Records from a collection
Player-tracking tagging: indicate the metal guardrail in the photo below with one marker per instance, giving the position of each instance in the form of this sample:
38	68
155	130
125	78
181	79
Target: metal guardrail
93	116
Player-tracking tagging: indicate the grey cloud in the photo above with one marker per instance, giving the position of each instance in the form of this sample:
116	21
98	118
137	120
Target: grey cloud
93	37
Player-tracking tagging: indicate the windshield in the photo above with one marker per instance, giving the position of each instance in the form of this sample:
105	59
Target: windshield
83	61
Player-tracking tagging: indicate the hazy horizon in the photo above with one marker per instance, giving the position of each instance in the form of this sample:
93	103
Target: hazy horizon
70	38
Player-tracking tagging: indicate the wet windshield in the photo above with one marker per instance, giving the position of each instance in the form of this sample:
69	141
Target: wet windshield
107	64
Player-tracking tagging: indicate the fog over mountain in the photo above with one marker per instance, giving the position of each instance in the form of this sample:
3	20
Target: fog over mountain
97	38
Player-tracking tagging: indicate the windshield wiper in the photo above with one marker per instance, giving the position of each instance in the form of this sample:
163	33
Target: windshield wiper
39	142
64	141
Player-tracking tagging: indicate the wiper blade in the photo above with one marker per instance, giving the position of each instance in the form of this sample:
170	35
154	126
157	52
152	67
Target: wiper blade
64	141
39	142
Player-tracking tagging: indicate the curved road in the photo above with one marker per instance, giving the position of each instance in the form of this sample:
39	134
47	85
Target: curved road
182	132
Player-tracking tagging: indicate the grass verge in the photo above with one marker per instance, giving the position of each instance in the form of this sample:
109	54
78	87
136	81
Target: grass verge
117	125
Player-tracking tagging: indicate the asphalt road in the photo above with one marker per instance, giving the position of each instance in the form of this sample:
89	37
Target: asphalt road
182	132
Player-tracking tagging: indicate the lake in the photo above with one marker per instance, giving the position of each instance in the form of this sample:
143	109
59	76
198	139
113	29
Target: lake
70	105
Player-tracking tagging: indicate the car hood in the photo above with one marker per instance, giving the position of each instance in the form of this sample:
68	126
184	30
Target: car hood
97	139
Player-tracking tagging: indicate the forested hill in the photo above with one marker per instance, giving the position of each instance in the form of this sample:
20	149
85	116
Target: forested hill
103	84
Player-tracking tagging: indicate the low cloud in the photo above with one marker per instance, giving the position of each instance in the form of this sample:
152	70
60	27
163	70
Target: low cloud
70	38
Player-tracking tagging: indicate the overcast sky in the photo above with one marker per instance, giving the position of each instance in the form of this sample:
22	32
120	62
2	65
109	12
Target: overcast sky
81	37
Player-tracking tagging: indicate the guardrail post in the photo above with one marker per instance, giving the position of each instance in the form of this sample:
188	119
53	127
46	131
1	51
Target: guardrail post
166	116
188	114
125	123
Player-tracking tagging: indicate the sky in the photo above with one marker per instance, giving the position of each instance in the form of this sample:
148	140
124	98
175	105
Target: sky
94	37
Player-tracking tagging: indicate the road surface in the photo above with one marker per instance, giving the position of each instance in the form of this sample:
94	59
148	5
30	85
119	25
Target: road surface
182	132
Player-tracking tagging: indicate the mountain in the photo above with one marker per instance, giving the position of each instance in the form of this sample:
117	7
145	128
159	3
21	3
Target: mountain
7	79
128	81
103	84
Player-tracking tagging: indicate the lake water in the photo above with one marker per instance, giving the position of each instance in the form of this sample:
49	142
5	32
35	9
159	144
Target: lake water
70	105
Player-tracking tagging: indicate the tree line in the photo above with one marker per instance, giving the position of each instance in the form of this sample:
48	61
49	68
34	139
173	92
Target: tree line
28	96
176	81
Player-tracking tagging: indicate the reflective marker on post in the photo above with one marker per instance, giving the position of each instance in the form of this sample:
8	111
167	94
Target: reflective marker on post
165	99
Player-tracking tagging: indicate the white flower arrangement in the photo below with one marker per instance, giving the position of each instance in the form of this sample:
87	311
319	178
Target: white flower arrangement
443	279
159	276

---

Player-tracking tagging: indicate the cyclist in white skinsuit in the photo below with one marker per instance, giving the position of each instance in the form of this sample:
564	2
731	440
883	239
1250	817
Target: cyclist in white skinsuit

# [Task]
How many of the lines above contain the string "hood"? Case counts. Reply with the number only.

# [The completed task]
2